◆ Provided records ◆
* * * * * * * * *
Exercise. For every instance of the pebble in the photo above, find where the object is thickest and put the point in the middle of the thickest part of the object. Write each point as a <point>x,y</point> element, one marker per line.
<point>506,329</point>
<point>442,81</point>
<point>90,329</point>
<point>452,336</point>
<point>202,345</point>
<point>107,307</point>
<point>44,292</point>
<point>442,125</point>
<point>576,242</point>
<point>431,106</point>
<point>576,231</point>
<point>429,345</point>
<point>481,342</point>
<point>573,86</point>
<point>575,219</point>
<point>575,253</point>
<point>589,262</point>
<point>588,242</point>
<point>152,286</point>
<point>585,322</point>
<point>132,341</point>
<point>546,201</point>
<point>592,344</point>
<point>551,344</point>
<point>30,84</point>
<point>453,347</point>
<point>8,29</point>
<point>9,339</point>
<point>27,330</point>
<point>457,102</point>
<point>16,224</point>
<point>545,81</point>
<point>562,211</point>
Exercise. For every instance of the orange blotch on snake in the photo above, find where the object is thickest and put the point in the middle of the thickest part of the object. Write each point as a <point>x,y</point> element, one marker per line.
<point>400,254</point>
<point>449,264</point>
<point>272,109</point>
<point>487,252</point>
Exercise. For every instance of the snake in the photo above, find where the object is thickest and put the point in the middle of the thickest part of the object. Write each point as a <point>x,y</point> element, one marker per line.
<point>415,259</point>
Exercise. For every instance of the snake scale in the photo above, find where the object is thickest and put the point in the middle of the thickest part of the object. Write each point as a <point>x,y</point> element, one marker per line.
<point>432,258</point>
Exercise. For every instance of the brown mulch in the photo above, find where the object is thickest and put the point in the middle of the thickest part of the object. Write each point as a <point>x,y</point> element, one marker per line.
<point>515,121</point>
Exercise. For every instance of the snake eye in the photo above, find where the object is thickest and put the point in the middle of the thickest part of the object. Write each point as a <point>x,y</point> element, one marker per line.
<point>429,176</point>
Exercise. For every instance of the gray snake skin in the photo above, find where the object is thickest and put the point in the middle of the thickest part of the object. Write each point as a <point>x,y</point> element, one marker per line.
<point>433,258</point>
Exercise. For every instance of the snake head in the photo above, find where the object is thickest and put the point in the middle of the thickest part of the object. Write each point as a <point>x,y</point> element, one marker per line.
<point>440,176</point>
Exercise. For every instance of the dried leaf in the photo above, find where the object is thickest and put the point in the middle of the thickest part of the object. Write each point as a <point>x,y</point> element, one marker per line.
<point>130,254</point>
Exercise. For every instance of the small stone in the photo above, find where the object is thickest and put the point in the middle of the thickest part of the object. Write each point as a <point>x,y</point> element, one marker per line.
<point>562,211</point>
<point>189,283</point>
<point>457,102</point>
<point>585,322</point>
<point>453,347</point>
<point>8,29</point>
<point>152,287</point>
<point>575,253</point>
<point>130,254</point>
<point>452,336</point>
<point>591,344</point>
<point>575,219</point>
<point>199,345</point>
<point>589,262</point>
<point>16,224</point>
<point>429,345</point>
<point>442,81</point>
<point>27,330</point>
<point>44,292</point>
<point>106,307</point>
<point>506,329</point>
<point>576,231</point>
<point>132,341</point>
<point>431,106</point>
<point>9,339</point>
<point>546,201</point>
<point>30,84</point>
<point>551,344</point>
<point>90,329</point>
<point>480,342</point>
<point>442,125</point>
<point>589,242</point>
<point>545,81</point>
* * * * * * * * *
◆ Exercise ◆
Copy the lines from the records above word for word, starting at the line that contains "Exercise. For every instance of the snake eye" and ending at the line that contains "<point>433,258</point>". Include both of those lines.

◆ Solution for this exercise ◆
Exercise. For every instance of the snake eye in the photo above, find where the object is thickest and put the point in the middle of the thickest part of the object. Write each point as a <point>x,y</point> element, one marker per line.
<point>429,176</point>
Exercise. For every instance of the gray snake skin in the photo above, find where the object is thickest and put the point in the middle of the thickest part of the object. Write each point as a <point>x,y</point> element, one marker per line.
<point>433,258</point>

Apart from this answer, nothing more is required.